* _What is asked_:
1) Rewrite the stretch of the memoir passage from "I grew up in" through "giving us experiences.", putting "frying pan" in place of "skillet".
2) Name every jazz artist or group that the memoir passage lists as the jazz played on Saturday mornings.

Author | Speaker | Music Industry Professional

You never know where life is going to take you. I started my career as a musician, touring with an A-list of artists and most notably was the only female keyboardist to tour for about eight years with Barry White. I eventually transitioned into the nonprofit sector with a focus on music education, programming and organizational leadership. In my current career as a consultant, my life is full of balancing bigger-than-life personalities, travel and career-altering decisions. Although many of my clients are established creatives, I have clients who engage my services specifically for the creativity I offer. I’ve built a lot of great experience along the way that I can now capitalize on, however getting to this point had many challenges.

As a young girl, I remember discovering that music brought me joy. I also recall being told I wasn’t good enough and that I would never be successful. It’s painful when the people you admire and depend on the most don’t see your potential. It affects you deeply. You second guess yourself; you stop believing; you begin to wonder if anything matters. You start to wonder if you matter. As a child, it’s almost impossible to advocate for yourself at the risk of being ridiculed or diminished. As a young Black girl, I experienced an additional unspoken layer. It was almost as if my ambition was invisible. I never wanted to think of race as a factor because we aren’t born thinking our race or culture will be a barrier. Eventually, I learned that even when you don’t operate from fear, there is always someone who is afraid for you and those who are afraid that you will discover what they knew all along: that you are greater than you know. As I grew older, I learned to understand the fears and frustrations of others around me. I was warned about what wouldn’t work or what I couldn’t do. I made a determination that I was not going to let someone else's failure influence my decision to pursue my passion.

I grew up in Mt. Vernon, NY, a small, picturesque town in Westchester County, just north of Manhattan and adjacent to the Bronx. Music was a dominant thread in our home. Every Saturday, we woke up to the sizzle of the skillet and jazz. I mean, really great jazz: Lee Morgan, Dave Brubeck, The Modern Jazz Quartet, Miles Davis, Nina Simone, Bill Evans, and others. The very first song I remembered hearing in life was “Killer Joe” by Quincy Jones. My mother and I would see Broadway shows and visit museums at least every few months. We also took family outings to125th Street and would see concerts at the Apollo Theater. I still remember the sounds of drums, the incense being sold by vendors on the street and the richness of the area. My parents loved culture and giving us experiences.

When I was about eight years old, I discovered the music program in my school and came home with a flute and violin. I eventually started dabbling in piano and began taking lessons consistently by the time I was about eleven. I continued in bands and orchestra throughout school and took piano lessons once a week. My piano teacher constantly challenged me. She helped me with structure and didn’t accept excuses. I wasn’t the best student at first; in fact, I was pretty lazy. I would whine and complain. My parents wouldn’t allow me to quit. To this day, I push through difficulties as a result.

(Point annotation data listing)

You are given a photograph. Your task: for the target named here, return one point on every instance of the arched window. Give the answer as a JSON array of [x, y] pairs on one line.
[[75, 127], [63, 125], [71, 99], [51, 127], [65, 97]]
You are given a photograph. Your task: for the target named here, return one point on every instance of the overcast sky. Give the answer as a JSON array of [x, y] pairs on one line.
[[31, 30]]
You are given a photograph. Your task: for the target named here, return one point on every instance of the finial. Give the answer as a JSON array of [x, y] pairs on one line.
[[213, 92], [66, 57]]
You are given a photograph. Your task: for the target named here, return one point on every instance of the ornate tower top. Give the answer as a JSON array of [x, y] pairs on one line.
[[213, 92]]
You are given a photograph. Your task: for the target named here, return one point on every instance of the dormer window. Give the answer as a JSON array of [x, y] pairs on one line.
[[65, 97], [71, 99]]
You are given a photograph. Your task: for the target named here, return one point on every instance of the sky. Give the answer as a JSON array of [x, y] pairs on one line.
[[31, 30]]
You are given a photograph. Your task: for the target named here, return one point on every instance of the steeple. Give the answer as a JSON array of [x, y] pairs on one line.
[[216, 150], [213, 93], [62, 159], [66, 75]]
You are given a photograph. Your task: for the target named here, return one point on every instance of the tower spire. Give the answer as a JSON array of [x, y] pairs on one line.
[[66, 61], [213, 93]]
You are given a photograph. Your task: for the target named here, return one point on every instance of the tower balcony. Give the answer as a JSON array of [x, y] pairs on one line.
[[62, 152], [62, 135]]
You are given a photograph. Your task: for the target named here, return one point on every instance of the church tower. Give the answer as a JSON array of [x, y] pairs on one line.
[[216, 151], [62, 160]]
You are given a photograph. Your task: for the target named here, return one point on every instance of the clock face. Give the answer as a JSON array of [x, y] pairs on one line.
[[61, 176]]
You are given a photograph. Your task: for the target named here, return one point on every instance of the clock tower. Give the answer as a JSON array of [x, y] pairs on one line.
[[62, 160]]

* _Task-by-task outputs_:
1)
I grew up in Mt. Vernon, NY, a small, picturesque town in Westchester County, just north of Manhattan and adjacent to the Bronx. Music was a dominant thread in our home. Every Saturday, we woke up to the sizzle of the frying pan and jazz. I mean, really great jazz: Lee Morgan, Dave Brubeck, The Modern Jazz Quartet, Miles Davis, Nina Simone, Bill Evans, and others. The very first song I remembered hearing in life was “Killer Joe” by Quincy Jones. My mother and I would see Broadway shows and visit museums at least every few months. We also took family outings to125th Street and would see concerts at the Apollo Theater. I still remember the sounds of drums, the incense being sold by vendors on the street and the richness of the area. My parents loved culture and giving us experiences.

2) Lee Morgan, Dave Brubeck, The Modern Jazz Quartet, Miles Davis, Nina Simone, Bill Evans